> [Set task]: Could you copy every one of the records below word for word?

======

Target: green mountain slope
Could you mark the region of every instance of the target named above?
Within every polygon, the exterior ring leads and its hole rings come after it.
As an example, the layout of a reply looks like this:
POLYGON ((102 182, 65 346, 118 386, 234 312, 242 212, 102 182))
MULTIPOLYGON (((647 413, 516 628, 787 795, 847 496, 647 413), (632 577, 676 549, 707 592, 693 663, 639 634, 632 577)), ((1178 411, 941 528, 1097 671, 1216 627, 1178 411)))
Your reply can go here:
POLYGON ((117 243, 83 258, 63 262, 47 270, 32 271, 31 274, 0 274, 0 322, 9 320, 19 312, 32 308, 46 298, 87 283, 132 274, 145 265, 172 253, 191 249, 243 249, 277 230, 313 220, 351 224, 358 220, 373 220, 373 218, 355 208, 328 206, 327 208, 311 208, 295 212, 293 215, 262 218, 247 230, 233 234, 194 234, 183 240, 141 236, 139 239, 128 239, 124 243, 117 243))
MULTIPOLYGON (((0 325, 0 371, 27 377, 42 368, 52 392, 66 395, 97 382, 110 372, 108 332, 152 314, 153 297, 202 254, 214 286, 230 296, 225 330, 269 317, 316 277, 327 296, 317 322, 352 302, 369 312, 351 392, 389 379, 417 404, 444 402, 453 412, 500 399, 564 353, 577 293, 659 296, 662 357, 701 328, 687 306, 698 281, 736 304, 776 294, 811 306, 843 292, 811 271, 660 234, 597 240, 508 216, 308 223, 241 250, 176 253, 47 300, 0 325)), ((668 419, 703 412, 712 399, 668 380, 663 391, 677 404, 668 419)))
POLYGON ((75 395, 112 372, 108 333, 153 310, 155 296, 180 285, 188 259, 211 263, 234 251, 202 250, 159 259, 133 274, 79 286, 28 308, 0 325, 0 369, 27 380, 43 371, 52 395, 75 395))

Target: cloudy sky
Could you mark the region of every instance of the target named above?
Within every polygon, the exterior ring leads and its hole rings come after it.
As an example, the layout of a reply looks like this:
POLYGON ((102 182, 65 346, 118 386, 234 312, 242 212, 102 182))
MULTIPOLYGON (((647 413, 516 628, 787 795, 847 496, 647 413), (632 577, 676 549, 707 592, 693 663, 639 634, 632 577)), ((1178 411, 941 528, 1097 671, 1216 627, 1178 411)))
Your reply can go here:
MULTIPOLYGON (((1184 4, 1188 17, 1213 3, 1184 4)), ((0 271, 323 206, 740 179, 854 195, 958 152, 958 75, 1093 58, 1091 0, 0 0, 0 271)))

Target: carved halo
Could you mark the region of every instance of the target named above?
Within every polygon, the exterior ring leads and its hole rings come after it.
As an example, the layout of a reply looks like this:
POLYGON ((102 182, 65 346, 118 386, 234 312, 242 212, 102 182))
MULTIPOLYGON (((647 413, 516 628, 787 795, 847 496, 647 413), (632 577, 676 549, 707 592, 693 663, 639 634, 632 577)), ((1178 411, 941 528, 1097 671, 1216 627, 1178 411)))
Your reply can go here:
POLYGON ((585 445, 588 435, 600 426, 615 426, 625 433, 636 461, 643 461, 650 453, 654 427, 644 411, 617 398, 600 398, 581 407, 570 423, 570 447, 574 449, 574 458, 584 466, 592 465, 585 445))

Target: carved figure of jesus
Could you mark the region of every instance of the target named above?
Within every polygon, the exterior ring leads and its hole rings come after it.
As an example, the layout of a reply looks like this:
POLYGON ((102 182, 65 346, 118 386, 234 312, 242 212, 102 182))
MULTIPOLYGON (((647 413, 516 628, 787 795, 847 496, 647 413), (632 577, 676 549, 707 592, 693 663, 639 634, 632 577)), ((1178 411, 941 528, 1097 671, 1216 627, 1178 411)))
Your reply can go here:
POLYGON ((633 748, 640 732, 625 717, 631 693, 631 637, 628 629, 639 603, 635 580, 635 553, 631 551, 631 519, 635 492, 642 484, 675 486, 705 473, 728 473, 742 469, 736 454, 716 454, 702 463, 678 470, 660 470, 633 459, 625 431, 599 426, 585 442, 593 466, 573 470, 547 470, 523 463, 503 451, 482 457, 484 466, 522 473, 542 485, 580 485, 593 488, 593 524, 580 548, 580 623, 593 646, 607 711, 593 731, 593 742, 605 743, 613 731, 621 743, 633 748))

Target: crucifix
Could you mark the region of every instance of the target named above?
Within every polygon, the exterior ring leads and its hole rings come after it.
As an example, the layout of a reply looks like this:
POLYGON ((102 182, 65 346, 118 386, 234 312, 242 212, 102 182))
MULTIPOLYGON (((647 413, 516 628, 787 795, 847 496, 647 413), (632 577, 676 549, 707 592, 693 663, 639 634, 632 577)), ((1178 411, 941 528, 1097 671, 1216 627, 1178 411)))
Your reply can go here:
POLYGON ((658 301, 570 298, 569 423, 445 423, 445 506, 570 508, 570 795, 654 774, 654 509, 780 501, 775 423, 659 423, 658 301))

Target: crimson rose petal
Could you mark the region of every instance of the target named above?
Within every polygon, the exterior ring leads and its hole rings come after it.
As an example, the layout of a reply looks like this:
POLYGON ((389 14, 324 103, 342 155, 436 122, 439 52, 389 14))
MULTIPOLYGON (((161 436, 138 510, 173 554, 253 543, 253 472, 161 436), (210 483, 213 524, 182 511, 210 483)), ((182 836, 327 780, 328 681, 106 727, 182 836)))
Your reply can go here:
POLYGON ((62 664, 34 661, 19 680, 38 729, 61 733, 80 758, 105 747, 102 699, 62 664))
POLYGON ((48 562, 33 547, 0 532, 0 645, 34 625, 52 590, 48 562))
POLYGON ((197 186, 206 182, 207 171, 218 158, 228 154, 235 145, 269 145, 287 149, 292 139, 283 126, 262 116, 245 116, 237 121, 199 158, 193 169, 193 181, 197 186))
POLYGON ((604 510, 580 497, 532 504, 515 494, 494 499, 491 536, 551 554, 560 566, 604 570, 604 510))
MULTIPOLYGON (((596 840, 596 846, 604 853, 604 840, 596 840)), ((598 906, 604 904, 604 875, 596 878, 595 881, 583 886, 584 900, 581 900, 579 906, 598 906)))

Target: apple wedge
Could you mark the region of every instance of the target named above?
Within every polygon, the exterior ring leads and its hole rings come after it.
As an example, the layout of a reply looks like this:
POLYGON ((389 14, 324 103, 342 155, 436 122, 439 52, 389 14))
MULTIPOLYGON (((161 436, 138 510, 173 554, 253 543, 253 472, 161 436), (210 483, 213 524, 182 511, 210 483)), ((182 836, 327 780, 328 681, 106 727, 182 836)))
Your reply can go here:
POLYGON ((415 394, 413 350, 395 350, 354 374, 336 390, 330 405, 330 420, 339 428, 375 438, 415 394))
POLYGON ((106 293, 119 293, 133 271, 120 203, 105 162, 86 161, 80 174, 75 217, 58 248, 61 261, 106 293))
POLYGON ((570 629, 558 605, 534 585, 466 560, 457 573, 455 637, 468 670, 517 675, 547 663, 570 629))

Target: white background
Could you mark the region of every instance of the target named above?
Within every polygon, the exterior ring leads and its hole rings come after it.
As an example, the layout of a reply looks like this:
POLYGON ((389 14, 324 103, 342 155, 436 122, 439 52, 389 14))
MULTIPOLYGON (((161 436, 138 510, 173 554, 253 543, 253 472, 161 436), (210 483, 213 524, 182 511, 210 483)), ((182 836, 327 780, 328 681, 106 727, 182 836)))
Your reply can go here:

======

> [Task solution]:
Target: green mountain slope
Could you mark the region of every instance of the target named above?
Within every polygon, the exterior ring leads and its hole rings come after it.
As an example, the layout of a reply looks like this:
POLYGON ((102 182, 65 346, 118 386, 234 312, 242 212, 102 182))
MULTIPOLYGON (((647 413, 516 628, 787 795, 847 496, 647 413), (632 577, 676 549, 707 592, 693 663, 639 634, 632 577)), ((1178 411, 941 528, 1097 671, 1216 627, 1178 411)))
Your reply can go here:
POLYGON ((117 243, 83 258, 63 262, 47 270, 32 271, 31 274, 0 274, 0 322, 9 320, 19 312, 32 308, 46 298, 87 283, 132 274, 145 265, 172 253, 191 249, 243 249, 277 230, 313 220, 351 224, 358 220, 373 220, 373 218, 355 208, 328 206, 327 208, 311 208, 295 212, 293 215, 262 218, 247 230, 233 234, 194 234, 183 240, 141 236, 139 239, 128 239, 124 243, 117 243))
MULTIPOLYGON (((0 325, 0 371, 27 377, 42 368, 52 392, 66 395, 97 382, 110 372, 108 332, 152 314, 153 297, 202 254, 214 286, 230 296, 225 330, 269 317, 316 277, 327 296, 317 322, 352 302, 369 312, 351 392, 389 379, 417 404, 444 402, 453 412, 500 399, 564 353, 577 293, 659 296, 662 357, 701 328, 687 306, 698 281, 736 304, 776 294, 811 306, 843 292, 811 271, 660 234, 597 240, 508 216, 308 223, 241 250, 176 253, 47 300, 0 325)), ((668 419, 703 412, 712 399, 668 380, 663 391, 677 404, 668 419)))
POLYGON ((75 395, 112 372, 108 333, 153 310, 155 296, 180 285, 188 259, 211 263, 234 251, 202 250, 159 259, 133 274, 79 286, 28 308, 0 325, 0 369, 27 380, 43 371, 52 395, 75 395))

Target: cloudy sky
Could you mark the region of every instance of the target named above?
Within every polygon, the exterior ring leads and its hole rings come after it.
As an example, the layout of a reply looks like this:
POLYGON ((102 182, 65 346, 118 386, 234 312, 242 212, 102 182))
MULTIPOLYGON (((647 413, 516 628, 787 795, 847 496, 647 413), (632 577, 676 549, 707 592, 693 663, 639 634, 632 577)), ((1178 411, 941 528, 1097 671, 1216 627, 1178 411)))
Your reply can go here:
MULTIPOLYGON (((1184 4, 1188 17, 1213 3, 1184 4)), ((0 271, 323 206, 740 179, 854 195, 958 152, 958 75, 1093 58, 1091 0, 0 0, 0 271)))

Target: carved halo
Could you mark the region of every instance of the target named above?
Within every polygon, the exterior ring leads and its hole rings come after it.
As an example, the layout of a reply looks like this:
POLYGON ((102 182, 65 346, 118 386, 234 312, 242 212, 102 182))
MULTIPOLYGON (((647 413, 516 628, 787 795, 847 496, 647 413), (632 577, 676 549, 707 592, 693 663, 639 634, 632 577)), ((1178 411, 941 528, 1097 671, 1216 627, 1178 411)))
Your reply can go here:
POLYGON ((585 445, 588 435, 600 426, 615 426, 625 433, 636 461, 643 461, 650 453, 654 427, 644 411, 617 398, 600 398, 581 407, 570 423, 570 447, 574 449, 574 458, 584 466, 592 465, 585 445))

Target: carved figure of jesus
Could you mark the region of every instance of the target named above?
Within every polygon, the exterior ring leads and its hole rings come after it.
As an example, the layout of a reply looks like this:
POLYGON ((102 182, 65 346, 118 386, 234 312, 242 212, 102 182))
MULTIPOLYGON (((647 413, 516 628, 787 795, 847 496, 647 413), (632 577, 676 549, 707 592, 693 663, 639 634, 632 577)), ((1178 411, 941 528, 1097 671, 1216 627, 1178 411)))
Your reply can go here:
POLYGON ((633 748, 640 732, 625 717, 631 693, 631 637, 628 629, 639 603, 635 580, 635 553, 631 551, 631 519, 635 492, 642 484, 675 486, 705 473, 728 473, 742 469, 736 454, 716 454, 702 463, 678 470, 660 470, 633 459, 625 431, 599 426, 585 442, 593 466, 573 470, 547 470, 523 463, 503 451, 482 457, 484 466, 522 473, 542 485, 580 485, 593 488, 593 524, 580 548, 580 623, 593 646, 607 711, 593 731, 593 742, 605 743, 613 731, 621 743, 633 748))

Target: crucifix
Could you mark the region of every instance of the target named above?
Within every polygon, the exterior ring leads and its hole rings come after it.
As an example, the layout of a reply looks like this:
POLYGON ((102 182, 65 346, 118 386, 234 312, 242 212, 102 182))
MULTIPOLYGON (((647 413, 516 628, 787 795, 847 496, 647 413), (632 577, 676 549, 707 592, 693 663, 639 634, 632 577)), ((1178 411, 941 528, 1097 671, 1216 627, 1178 411)))
Your reply can go here:
POLYGON ((658 301, 570 298, 569 423, 445 423, 445 506, 570 508, 570 795, 654 774, 654 509, 780 501, 775 423, 659 423, 658 301))

Target: crimson rose petal
Could you mark the region of every instance of the target named above?
Within every polygon, the exterior ring leads and its hole rings come after it.
As an example, the layout of a reply looks like this:
POLYGON ((389 14, 324 103, 342 155, 436 122, 439 52, 389 14))
MULTIPOLYGON (((161 436, 138 510, 173 554, 253 543, 253 472, 161 436), (210 483, 213 524, 182 511, 210 483)), ((182 836, 327 780, 328 681, 106 727, 182 836)))
Your reply can go here:
POLYGON ((62 664, 34 661, 19 680, 38 729, 61 733, 80 758, 105 747, 102 699, 62 664))
POLYGON ((48 562, 33 547, 0 532, 0 645, 34 625, 52 590, 48 562))
POLYGON ((197 186, 206 182, 207 171, 218 158, 228 154, 235 145, 269 145, 287 149, 292 139, 283 126, 262 116, 245 116, 237 121, 199 158, 193 169, 193 181, 197 186))
POLYGON ((604 510, 580 497, 532 504, 515 494, 494 499, 491 536, 551 554, 560 566, 604 570, 604 510))
MULTIPOLYGON (((596 840, 596 846, 604 853, 604 840, 596 840)), ((598 906, 604 904, 604 875, 596 878, 595 881, 583 886, 584 900, 581 900, 579 906, 598 906)))

Target: apple wedge
Could you mark the region of every instance of the target named above?
Within every polygon, the exterior ring leads and its hole rings come after it.
As an example, the layout of a reply looks like this:
POLYGON ((389 14, 324 103, 342 155, 436 122, 439 52, 389 14))
MULTIPOLYGON (((161 436, 138 510, 173 554, 253 543, 253 472, 161 436), (210 483, 213 524, 182 511, 210 483)), ((182 836, 327 780, 328 681, 106 727, 182 836)))
Your reply can go here:
POLYGON ((415 394, 413 350, 395 350, 354 374, 336 390, 330 405, 330 420, 339 428, 375 438, 415 394))
POLYGON ((106 293, 119 293, 133 271, 120 203, 105 162, 86 161, 80 174, 75 217, 58 248, 61 261, 106 293))
POLYGON ((570 629, 558 605, 534 585, 466 560, 457 573, 455 637, 468 670, 517 675, 547 663, 570 629))

Target: white background
Could you mark the region of every instance of the target named above?
Within every polygon, the exterior ring leads and its hole rings come after it.
As an example, the layout of a reply looks like this:
POLYGON ((389 14, 324 103, 342 155, 436 122, 439 52, 389 14))
MULTIPOLYGON (((161 436, 138 510, 173 554, 253 543, 253 472, 161 436), (210 483, 213 524, 182 511, 210 483)), ((182 836, 327 780, 328 681, 106 727, 182 836)))
Your reply can go here:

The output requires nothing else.